*Location annotation dataset excerpts*.
══════════════════════════════

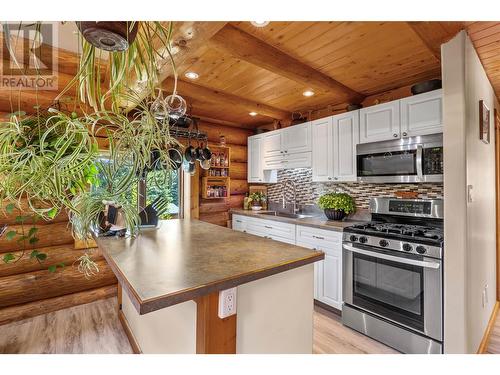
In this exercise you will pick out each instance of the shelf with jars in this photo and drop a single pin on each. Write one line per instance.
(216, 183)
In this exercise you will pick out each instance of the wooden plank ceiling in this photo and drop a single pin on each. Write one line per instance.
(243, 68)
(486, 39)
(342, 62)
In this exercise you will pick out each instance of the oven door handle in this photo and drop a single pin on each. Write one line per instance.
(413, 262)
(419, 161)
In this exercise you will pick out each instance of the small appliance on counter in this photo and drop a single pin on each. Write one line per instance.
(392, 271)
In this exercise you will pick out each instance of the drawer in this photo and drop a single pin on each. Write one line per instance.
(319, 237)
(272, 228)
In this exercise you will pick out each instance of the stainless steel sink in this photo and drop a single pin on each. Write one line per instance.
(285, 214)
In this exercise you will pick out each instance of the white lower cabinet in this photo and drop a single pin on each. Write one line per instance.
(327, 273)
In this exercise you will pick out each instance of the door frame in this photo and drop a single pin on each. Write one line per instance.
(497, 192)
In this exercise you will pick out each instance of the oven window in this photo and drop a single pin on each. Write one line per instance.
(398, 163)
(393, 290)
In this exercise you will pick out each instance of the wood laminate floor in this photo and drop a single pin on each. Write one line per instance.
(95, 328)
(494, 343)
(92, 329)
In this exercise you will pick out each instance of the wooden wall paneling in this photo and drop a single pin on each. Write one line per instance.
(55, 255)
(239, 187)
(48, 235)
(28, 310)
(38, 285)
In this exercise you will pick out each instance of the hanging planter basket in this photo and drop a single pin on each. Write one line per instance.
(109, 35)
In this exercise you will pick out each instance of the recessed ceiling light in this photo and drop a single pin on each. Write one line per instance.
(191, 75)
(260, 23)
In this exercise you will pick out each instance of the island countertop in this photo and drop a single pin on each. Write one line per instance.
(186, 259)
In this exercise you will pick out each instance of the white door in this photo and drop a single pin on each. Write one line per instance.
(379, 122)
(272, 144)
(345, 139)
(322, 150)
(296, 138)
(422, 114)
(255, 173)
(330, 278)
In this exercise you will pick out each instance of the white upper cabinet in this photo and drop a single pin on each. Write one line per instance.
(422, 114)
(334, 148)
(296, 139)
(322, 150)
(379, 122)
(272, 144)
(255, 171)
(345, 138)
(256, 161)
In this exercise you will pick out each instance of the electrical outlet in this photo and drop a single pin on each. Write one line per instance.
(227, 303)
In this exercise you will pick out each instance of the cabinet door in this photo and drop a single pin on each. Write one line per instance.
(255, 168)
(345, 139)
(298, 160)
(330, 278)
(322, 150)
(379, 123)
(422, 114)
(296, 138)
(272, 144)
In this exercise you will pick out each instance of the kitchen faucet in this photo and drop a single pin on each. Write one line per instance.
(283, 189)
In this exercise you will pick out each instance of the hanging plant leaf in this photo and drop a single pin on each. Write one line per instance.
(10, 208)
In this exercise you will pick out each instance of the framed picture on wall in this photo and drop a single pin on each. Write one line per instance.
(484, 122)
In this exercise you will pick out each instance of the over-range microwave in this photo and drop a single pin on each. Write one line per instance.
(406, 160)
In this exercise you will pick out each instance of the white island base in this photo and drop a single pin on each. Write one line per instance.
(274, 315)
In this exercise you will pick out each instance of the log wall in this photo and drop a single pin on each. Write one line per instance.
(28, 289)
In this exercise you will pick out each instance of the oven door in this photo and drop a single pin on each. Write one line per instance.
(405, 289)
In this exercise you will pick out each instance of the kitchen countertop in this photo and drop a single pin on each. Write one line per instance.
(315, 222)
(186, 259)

══════════════════════════════

*Work to be completed*. Rewrite every line from the one containing "of the electrical" through the final line, unchanged except that each pin coordinate is offset by 31.

*Written solution*.
In this exercise you will pick out each instance of the electrical outlet in this photo and drop a single pin on each. Write one line per instance.
(258, 334)
In this exercise you will pick out each instance of the cabinet door in this photo and drop a single pin on each. Write one line per instance.
(286, 199)
(376, 170)
(329, 191)
(361, 309)
(353, 181)
(410, 154)
(453, 145)
(327, 169)
(303, 175)
In this exercise you will pick out each instance of the kitchen faucet in this photo and drop a single pin on each. Write one line per instance.
(314, 220)
In this exercise you will pick out each instance of the hanging plant leaf in this photo and drop a single pin on each. Write one line per instance.
(41, 239)
In this exercise you will pick out each instance of the framed picture on wall in this photo and drop a single pin on each. Write one line per instance.
(515, 153)
In this exercise you will pick out each instance of the over-range microwave in this photo and drop a single pin on each. Write one line per instance.
(437, 191)
In this exercise you will pick out each instance of the white island base in this photo and drop a single pin on each. Write one line per instance.
(305, 346)
In this exercise you will pick out each instance of the log wall in this photo and drop a single pin on each. Write one line per instance.
(59, 320)
In this exercise you will pick out each instance of the oven door in this photo and drop a single pin on each. Write one line per instance.
(436, 320)
In this exercise you will pick out each instance of the kitchen countertop in this photo and drop a single pin on each. Write one line per instance.
(346, 253)
(217, 290)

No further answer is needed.